* [PROVIDED PASSAGE]:
╔══

Winter Haven Chain of Lakes
Features: Bass size and numbers, crappie size and numbers, bream size and numbers
The Winter Haven Chain of Lakes consists of 26 waterbodies, tucked in amongst the city streets of Winter Haven in Polk County. These lakes offer some of the finest and most easily accessible fishing for multiple species in central Florida. Lakes in the Winter Haven Chain range in size from 25 to 2,654 acres, totaling just over 9,000 acres of fishable waters. Ample public access is available in the form of 14 boat ramps, 5 fishing piers, and shoreline fishing in city parks and public easements alongside the numerous canals which connect the lakes.
The Winter Haven Chain is known for excellent bass fishing throughout the year. The cattail stands on Lake Haines and Lake Rochelle are great for bass angling and when cypress trees are your favorite target, Lake Eloise is packed with plenty of large, beautiful trees to fish with a plastic worm. Lake Winterset has deep crystal-clear water and open water beds of eelgrass which are perfect to run spinnerbaits and gold/silver spoons through. Lake Hartridge also provides excellent bass fishing with plenty of Illinois pondweed (aka peppergrass) that is often loaded with baitfish. Lake Shipp has two public boat ramps and some great flipping opportunities for bass in the cattails along its shoreline. Nearby Lake Eloise has numerous docks, often surrounded by peppergrass, which are a bass angler’s dream to fish. Regardless of what lake is fished, they all offer high quality bass fishing opportunities and the chance of a lifetime to land a trophy-size bass. Live shiners, jerkbaits, spinnerbaits and plastic worm presentations all work well in these lakes. Bass will begin to spawn as early as January and continue through April, depending on water temperatures. During spawning season, anglers should fish shallow areas near cattails, bulrush and Kissimmee grass while using lizards, crawfish and other soft plastics such as the Zoom Z-Craw in Junebug, red shad and tilapia colors.
If black crappie (aka speck) is your target, the Winter Haven Chain has plenty of fishing opportunities for them as well. Lake Eloise and Lake Shipp are excellent spots for crappie on the south part of the chain while lakes Rochelle, Haines and Hartridge are good locations on the north section of the chain. During cooler months, anglers have success by drifting or trolling live Missouri minnows or bladed jigs tipped with minnows around offshore submersed vegetation. When waters start to warm in the spring, crappie migrate to shallow waters to spawn and can be caught by dropping jigs tipped with minnows near bulrush, cattails and lily pads.

╚══

* [ITEMS]:
╔══

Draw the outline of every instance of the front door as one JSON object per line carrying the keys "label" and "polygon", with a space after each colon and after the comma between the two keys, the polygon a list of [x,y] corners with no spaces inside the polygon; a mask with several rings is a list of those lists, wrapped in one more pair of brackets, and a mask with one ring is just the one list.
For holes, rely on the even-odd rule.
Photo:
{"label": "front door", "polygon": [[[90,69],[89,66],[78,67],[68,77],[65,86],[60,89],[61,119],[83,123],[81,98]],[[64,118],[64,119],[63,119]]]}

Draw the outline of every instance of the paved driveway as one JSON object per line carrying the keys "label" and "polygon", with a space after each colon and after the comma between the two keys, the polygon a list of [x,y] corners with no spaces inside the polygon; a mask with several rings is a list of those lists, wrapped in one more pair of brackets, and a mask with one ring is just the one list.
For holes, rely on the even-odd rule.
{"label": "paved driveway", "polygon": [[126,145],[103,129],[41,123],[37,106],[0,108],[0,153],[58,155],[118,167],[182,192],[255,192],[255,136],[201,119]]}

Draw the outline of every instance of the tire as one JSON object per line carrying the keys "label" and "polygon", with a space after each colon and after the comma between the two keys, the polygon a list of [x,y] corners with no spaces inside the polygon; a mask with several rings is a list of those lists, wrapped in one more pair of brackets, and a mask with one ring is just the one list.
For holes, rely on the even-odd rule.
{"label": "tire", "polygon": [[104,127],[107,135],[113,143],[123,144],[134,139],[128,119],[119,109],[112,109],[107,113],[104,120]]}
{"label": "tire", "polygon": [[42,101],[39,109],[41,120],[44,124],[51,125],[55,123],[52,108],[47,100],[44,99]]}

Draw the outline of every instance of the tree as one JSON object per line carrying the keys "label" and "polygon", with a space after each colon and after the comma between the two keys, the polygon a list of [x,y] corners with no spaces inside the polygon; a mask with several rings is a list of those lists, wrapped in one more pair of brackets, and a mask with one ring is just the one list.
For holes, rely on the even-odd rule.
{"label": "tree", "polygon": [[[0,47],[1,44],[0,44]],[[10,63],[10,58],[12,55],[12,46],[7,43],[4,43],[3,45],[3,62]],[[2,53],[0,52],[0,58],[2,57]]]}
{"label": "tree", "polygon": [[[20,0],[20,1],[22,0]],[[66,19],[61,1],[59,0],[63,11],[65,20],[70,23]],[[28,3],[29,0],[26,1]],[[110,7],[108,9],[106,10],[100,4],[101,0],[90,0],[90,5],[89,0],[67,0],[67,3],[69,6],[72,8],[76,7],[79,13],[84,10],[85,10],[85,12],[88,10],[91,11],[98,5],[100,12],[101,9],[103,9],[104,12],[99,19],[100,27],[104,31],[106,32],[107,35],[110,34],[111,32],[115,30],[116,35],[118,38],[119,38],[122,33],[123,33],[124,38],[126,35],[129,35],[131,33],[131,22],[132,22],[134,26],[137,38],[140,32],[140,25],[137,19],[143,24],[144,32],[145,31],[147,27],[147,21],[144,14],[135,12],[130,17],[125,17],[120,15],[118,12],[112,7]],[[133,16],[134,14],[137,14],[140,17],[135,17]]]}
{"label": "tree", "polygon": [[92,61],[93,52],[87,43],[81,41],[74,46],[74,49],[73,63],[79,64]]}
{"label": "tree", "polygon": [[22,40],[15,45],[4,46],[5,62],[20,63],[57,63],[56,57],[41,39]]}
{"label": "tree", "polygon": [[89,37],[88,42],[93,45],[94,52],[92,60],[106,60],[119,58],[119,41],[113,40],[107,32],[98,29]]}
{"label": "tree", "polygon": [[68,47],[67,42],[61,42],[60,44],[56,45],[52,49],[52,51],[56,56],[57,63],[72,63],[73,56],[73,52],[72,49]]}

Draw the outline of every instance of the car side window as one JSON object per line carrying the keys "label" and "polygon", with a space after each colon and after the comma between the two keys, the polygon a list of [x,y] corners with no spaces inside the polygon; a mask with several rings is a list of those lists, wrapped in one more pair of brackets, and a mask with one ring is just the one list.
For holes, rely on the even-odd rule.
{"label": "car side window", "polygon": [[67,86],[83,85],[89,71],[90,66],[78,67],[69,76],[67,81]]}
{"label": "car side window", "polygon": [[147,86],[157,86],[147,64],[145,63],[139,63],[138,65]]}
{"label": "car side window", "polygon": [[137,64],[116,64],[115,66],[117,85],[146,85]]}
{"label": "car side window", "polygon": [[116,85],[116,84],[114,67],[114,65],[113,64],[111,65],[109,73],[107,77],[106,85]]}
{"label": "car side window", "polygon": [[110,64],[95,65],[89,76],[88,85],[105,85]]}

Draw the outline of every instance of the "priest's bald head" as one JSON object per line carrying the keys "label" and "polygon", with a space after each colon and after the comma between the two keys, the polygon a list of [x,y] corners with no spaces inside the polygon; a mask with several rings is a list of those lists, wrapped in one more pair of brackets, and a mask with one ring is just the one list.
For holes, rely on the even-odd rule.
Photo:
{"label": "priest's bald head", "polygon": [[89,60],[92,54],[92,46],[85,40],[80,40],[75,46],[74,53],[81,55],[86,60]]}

╚══

Write what comes next in the Winter Haven Chain of Lakes fishing guide, starting after its last sentence.

The Winter Haven Chain also has an awesome panfish fishery for bluegill and redear sunfish (aka shellcrackers). These waters offer a wide variety of habitat for both fish and anglers to choose from including bulrush and cattail stands, cypress trees, open water eelgrass beds and pondweed stands around docks. Crickets, wigglers or grass shrimp are the best live baits when fished under a float with small hook and split shot weight while small beetle spins and jigs can be productive when fished along vegetation.
Features: Bass size and numbers, crappie size and numbers, bream size and numbers
Lake Istokpoga (27,700 acres) is a large, relatively shallow lake which is located a few miles southeast of Sebring, Florida. It’s a popular winter-time destination for nonresident and local anglers due to its productive fisheries. There are several public boat ramps around the lake, in addition to numerous ramps located at private fish camps, which also have fish cleaning stations. The lake also boasts four vegetated islands (Big, Bumble Bee, Grassy, Long) and a few incoming creeks which are great locations to catch several species of fish. FWC has completed multiple planting projects around the lake within the last couple of years, and eelgrass continues to expand along the eastern shoreline.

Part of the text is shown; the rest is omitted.